Work to complete
What must be returned is the number of lines in the records holding the word "plume", with no other text.

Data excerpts

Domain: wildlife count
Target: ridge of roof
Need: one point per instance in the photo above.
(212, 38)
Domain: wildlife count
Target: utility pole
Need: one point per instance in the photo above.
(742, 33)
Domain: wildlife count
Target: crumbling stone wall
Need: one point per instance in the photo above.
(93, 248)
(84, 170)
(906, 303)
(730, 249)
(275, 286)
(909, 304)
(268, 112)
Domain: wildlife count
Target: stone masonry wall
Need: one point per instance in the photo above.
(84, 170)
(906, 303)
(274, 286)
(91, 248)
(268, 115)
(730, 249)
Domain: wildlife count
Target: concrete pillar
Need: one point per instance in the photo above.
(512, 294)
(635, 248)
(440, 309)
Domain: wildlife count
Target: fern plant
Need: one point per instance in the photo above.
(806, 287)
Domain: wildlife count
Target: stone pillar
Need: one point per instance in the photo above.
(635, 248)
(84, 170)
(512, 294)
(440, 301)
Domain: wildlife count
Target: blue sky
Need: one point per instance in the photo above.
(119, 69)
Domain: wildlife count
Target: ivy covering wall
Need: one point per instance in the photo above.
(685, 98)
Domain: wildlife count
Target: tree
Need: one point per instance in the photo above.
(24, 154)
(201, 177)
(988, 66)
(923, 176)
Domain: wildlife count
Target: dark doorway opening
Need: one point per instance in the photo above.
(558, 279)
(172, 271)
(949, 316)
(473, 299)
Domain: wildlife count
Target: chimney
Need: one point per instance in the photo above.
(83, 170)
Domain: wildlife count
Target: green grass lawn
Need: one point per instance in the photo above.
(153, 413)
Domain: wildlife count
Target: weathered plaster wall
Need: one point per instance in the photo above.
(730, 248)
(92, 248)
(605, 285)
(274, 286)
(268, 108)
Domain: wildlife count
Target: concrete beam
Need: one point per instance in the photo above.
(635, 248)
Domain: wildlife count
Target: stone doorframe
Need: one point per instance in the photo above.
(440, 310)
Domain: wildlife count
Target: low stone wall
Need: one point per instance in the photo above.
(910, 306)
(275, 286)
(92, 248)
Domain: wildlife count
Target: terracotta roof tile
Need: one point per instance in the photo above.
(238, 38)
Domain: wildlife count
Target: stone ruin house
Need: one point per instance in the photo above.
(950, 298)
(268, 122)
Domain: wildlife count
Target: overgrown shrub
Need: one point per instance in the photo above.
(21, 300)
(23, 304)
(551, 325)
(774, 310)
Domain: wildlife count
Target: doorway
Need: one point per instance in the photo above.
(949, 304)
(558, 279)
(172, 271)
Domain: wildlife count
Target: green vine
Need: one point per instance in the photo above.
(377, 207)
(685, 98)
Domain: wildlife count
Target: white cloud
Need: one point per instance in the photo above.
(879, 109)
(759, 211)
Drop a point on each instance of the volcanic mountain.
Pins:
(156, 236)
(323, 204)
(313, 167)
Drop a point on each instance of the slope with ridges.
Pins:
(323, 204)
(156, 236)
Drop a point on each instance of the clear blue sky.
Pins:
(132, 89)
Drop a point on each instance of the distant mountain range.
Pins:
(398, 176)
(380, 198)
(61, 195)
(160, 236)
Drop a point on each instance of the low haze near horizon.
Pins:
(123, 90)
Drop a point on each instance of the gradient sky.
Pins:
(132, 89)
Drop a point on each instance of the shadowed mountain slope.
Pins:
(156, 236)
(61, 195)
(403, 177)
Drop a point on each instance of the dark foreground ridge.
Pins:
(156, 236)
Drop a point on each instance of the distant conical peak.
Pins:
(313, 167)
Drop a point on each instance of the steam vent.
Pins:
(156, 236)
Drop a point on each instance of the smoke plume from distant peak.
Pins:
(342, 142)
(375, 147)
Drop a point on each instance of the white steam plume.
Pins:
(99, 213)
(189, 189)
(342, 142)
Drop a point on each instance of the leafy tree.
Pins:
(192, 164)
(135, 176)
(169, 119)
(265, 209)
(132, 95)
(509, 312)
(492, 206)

Exercise result
2